◆ COMPLETE THE FOLLOWING ◆
1 > Using the Salmonella abstract, decide whether each statement agrees with it, answering yes or no and quoting the words that decide it: (a) Salmonella persisted longer in sandy soil than in loamy soil. (b) Corn salad was colonized more often than lettuce. (c) Plants grown in sandy soil were colonized more often than plants grown in loamy soil.
2 > According to the Salmonella abstract, in what percentage of plants was S. enterica detected in the leaves?

◆ SUPPLIED PASSAGE ◆
Salmonella establishment in agricultural soil and colonization of crop plants depend on soil type and plant species

 Sven Jechalke1, 2,  Jasper Schierstaedt3, Marlies Becker2, 4, Burkhardt Flemer3,  Rita Grosch3, Kornelia Smalla2 and  Adam Schikora2*
  • 1Institute for Phytopathology, University of Giessen, Germany
  • 2Institute for Epidemiology and Pathogen Diagnostics, Julius Kühn-Institut - Braunschweig, Germany
  • 3Plant-Microbe Systems, Leibniz-Institut für Gemüse- und Zierpflanzenbau (IGZ), Germany
  • 4Department of Biotechnology, Technische Universitat Braunschweig, Germany

Human pathogenic bacteria, such as Salmonella enterica, are able to colonize crop plants. So far, not much is known about biotic and abiotic factors influencing this colonization in field soil. This understanding, however, is imperative for the provision of safe fresh produce to the consumer. In this study, we investigated the effects of soil type, organic fertilization, plant species and the way of Salmonella entry into the plant production system, on the survival of S. enterica in soil as well as the colonization of plants. The selected S. enterica serovar Typhimurium strain 14028s, S. Typhimurium strain LT2 and S. Senftenberg were able to persist in soil for several weeks. Salmonella’s persistence in soil was prolonged in loamy, if compared to sandy soil, and when applied together with organic fertilizer. The leaves of lettuce and corn salad were colonized by S. enterica providing evidence for internalization from the soil via the root. Colonization rates were affected by soil type, plant species and S. enterica strain. Overall, S. enterica was detected in leaves of 0.5% to 0.9% of the plants, while lettuce was more frequently colonized than corn salad. Plants grown in sandy soil were more often colonized than plants grown in loamy soil. After spray-inoculation, S. enterica could be detected on and in leaves for several weeks by cultivation depending methods, confirmed by confocal microscopy using GFP-labeled S. Typhimurium 14028s. Transcriptome data from S. Typhimurium 14028s assessed in response to lettuce medium or lettuce root exudates showed on one hand, an upregulation of genes associated with biofilm formation and virulence. On the other hand, lettuce inoculated with S. Typhimurium 14028s showed a strong upregulation of genes associated with plant immune response and genes related to stress response. In summary, these results showed that organic fertilizers can increase the persistence of Salmonella in soil and that soil type, together with the plant species, play a crucial role in the interactions between human pathogens and crop plants. This understanding is therefore a starting point for new strategies to provide safe food for the consumer.

◆ GIVEN DATA ◆
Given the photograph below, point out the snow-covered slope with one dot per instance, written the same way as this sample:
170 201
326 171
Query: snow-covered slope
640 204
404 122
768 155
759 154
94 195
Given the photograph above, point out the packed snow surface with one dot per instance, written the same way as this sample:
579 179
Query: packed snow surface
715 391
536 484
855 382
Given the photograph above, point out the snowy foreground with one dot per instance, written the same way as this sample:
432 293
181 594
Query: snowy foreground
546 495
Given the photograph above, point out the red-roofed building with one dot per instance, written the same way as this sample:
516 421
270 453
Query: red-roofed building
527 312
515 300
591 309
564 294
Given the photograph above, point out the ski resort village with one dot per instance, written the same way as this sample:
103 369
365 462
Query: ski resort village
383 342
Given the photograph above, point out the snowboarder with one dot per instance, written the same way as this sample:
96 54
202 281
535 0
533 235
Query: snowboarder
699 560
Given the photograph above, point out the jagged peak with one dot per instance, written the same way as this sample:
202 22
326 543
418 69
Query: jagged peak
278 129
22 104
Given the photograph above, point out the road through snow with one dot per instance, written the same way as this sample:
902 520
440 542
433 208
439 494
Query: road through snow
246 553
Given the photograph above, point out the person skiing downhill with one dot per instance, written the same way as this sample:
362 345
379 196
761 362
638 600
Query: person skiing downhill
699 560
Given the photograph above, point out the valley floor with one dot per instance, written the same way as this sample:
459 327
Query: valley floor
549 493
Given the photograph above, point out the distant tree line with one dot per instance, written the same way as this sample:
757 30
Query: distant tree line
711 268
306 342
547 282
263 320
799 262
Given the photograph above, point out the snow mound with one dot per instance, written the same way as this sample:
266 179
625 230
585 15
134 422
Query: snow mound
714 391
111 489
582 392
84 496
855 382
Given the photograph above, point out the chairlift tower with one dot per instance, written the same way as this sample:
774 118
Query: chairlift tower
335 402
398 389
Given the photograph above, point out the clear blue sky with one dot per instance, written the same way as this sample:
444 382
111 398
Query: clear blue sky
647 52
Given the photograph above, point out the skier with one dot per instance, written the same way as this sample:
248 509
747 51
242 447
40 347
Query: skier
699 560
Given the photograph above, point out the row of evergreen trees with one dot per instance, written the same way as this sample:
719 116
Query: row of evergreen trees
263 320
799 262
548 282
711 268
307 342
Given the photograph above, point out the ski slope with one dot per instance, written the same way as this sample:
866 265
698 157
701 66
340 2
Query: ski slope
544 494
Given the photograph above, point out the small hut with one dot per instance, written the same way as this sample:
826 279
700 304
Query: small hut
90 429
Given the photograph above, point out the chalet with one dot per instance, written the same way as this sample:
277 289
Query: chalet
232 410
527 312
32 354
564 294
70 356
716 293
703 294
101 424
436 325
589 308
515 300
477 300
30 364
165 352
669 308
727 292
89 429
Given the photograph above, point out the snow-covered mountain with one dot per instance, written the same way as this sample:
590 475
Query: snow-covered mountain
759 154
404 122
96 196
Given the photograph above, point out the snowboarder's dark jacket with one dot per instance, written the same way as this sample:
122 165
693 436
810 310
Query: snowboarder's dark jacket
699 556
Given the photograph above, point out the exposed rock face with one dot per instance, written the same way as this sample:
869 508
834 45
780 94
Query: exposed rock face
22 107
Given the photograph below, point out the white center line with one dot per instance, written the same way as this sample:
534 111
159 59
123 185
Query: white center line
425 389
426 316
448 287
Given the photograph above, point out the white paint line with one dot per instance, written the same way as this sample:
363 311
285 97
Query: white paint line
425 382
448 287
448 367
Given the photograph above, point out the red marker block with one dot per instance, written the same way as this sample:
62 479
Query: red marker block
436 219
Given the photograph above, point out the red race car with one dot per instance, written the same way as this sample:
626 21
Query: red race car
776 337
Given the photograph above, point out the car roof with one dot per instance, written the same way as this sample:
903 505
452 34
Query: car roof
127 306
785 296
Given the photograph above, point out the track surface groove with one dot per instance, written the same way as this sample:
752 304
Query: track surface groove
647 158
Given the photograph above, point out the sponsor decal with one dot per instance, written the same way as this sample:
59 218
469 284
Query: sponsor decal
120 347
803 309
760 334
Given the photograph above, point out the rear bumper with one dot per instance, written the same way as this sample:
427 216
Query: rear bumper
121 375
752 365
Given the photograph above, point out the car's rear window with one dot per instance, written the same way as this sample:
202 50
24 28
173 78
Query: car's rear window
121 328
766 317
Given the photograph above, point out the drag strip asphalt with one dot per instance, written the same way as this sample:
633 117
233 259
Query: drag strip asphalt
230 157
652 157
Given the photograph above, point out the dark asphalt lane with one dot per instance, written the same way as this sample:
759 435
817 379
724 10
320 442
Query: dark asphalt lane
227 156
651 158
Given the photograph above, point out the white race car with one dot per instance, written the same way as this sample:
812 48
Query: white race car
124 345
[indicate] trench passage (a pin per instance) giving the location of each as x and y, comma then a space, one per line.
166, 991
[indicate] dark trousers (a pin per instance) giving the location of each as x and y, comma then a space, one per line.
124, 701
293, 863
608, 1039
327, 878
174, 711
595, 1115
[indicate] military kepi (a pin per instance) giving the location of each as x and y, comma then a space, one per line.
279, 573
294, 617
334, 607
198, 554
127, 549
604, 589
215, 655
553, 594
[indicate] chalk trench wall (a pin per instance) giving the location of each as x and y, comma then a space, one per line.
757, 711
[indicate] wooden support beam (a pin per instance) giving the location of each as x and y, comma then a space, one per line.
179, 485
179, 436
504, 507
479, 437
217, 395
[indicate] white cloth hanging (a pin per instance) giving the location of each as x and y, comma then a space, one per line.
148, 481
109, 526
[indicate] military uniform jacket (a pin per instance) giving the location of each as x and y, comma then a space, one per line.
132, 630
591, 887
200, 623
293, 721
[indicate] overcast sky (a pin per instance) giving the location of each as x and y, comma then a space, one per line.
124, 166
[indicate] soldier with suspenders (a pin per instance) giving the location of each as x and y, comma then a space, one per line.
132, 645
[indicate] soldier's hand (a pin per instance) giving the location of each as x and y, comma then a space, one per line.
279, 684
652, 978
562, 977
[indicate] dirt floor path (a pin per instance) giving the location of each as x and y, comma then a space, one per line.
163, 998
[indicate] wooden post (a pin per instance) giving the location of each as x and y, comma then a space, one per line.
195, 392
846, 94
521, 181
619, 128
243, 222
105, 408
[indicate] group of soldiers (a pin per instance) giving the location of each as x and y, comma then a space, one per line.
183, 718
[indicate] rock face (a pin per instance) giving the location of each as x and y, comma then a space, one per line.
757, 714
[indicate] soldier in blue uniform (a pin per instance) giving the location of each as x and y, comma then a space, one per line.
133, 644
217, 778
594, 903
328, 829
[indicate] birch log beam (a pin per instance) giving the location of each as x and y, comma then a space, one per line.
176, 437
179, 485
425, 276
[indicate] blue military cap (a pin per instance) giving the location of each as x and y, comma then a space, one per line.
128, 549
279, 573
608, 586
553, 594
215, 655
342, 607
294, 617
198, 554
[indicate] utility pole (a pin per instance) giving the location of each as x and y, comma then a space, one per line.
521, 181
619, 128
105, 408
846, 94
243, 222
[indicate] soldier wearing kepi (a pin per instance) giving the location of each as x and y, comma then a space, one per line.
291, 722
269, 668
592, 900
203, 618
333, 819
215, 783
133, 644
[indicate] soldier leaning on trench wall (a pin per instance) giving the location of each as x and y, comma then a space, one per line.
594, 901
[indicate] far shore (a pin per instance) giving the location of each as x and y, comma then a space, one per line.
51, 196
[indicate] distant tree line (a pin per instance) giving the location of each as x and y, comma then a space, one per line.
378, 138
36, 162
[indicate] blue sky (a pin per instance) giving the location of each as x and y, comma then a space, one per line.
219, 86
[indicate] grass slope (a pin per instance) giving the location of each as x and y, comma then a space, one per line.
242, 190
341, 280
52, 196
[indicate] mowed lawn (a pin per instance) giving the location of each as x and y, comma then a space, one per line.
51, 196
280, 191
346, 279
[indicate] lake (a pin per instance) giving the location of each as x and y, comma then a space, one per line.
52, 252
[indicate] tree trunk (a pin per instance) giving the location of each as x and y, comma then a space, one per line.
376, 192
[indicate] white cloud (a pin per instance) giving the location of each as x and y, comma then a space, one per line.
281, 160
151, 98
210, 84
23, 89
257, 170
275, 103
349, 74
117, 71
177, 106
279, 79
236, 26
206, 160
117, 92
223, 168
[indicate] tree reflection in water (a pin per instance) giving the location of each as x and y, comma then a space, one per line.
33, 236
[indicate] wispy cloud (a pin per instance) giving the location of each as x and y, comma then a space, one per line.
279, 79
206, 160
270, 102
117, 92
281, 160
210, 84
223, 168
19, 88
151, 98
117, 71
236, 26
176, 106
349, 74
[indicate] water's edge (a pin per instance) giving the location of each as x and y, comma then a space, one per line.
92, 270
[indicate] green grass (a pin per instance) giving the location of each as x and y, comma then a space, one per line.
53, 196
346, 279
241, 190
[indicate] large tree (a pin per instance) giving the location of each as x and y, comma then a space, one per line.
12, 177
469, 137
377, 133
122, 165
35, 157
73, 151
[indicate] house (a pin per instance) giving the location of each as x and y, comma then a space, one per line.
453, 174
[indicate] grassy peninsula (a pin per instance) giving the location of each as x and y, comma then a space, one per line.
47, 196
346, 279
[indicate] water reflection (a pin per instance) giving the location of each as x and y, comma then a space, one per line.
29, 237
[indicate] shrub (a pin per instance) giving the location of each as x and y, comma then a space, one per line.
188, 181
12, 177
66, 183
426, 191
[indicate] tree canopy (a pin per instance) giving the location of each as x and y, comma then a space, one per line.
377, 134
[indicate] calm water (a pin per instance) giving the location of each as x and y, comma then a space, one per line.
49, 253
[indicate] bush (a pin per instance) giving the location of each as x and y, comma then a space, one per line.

◆ RESPONSE LIST ◆
1 >
(a) No: "Salmonella’s persistence in soil was prolonged in loamy, if compared to sandy soil"
(b) No: "lettuce was more frequently colonized than corn salad"
(c) Yes: "Plants grown in sandy soil were more often colonized than plants grown in loamy soil"

2 > In 0.5% to 0.9% of the plants.